**EXERCISES TO COMPLETE**
1) Set down, word for word, everything in the text on domestic violence law from "Violence amidst partners, spouses, or" down to "as concurring offence.".
2) According to the text on domestic violence law below, why does domestic violence also include mental, emotional, verbal, or sexual violence? Answer in one to three sentences.

Violence amidst partners, spouses, or coming from either parents towards their children, or children towards elderly or disabled parents of theirs, is not only morally repulsive and blamable, but also legally forbidden. What does that include? The existence of a complete legal protection framework for victims of domestic violence, to which later can resort in order to protect themselves.
Law 3500/2006 (as amended by Law 4531/2018) elevated the unlawful act of domestic violence to be a crime per se, further stipulating that “violence of any kind between family members is prohibited”. Such proclamation means that, as domestic violence is also perceived the mental, emotional, verbal, or sexual violence, upon the condition that it is by facts established, without the need of violence having occurred as concurring offence.

**EXERCISE DATA**
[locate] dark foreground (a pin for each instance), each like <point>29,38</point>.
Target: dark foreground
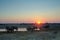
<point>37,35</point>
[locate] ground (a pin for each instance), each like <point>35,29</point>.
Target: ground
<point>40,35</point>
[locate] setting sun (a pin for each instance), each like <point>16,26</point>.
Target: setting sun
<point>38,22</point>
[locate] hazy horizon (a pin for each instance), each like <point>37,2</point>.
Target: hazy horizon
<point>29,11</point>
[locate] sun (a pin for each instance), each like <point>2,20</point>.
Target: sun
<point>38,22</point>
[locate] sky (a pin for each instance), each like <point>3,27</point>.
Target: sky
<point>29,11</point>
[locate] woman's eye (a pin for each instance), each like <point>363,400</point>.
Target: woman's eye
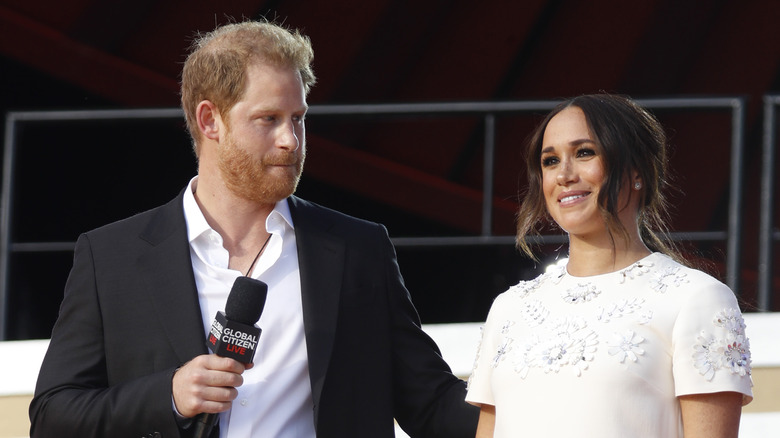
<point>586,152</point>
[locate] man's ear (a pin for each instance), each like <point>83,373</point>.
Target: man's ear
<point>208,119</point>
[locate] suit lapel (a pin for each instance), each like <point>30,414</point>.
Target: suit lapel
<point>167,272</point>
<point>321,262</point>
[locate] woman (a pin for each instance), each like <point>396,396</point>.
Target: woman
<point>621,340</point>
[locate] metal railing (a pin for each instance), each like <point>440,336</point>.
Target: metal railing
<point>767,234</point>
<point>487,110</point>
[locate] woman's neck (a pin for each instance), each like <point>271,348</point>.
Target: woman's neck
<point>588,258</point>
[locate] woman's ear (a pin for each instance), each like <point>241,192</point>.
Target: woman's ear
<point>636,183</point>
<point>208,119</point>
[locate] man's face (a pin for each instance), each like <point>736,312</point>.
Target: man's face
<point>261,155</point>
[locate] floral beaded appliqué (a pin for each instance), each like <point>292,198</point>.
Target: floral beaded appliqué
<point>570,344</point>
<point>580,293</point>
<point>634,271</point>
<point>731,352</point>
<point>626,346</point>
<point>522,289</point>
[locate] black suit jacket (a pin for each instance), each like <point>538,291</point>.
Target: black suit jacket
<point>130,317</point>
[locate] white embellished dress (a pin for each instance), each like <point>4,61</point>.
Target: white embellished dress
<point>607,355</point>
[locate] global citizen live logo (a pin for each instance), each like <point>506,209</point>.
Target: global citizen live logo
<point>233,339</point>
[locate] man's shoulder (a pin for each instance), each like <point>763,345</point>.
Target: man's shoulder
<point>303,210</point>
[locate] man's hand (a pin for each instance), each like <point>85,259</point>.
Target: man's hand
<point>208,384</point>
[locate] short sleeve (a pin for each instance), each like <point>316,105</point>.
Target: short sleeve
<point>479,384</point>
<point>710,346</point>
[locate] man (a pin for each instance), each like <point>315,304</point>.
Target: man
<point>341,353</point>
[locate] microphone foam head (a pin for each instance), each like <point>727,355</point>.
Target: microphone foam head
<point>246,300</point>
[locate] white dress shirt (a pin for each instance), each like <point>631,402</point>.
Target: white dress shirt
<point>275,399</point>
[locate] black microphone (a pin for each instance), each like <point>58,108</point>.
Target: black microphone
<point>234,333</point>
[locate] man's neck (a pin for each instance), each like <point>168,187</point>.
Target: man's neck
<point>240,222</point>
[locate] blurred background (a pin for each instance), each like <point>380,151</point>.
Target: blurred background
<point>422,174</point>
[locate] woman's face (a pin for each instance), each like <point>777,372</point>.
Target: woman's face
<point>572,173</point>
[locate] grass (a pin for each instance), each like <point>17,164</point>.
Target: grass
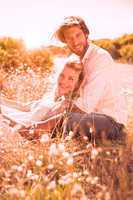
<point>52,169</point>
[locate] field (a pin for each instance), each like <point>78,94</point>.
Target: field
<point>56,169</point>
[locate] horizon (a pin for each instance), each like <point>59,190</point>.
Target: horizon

**YOUR WRITTEN ANSWERS**
1)
Violence amidst partners, spouses, or coming from either parents towards their children, or children towards elderly or disabled parents of theirs, is not only morally repulsive and blamable, but also legally forbidden. What does that include? The existence of a complete legal protection framework for victims of domestic violence, to which later can resort in order to protect themselves.
Law 3500/2006 (as amended by Law 4531/2018) elevated the unlawful act of domestic violence to be a crime per se, further stipulating that “violence of any kind between family members is prohibited”. Such proclamation means that, as domestic violence is also perceived the mental, emotional, verbal, or sexual violence, upon the condition that it is by facts established, without the need of violence having occurred as concurring offence.

2) Law 3500/2006, as amended by Law 4531/2018, stipulates that "violence of any kind between family members is prohibited." Because of that wording, mental, emotional, verbal, or sexual violence also counts as domestic violence, provided it is established by facts. It does not need to occur together with other violence as a concurring offence.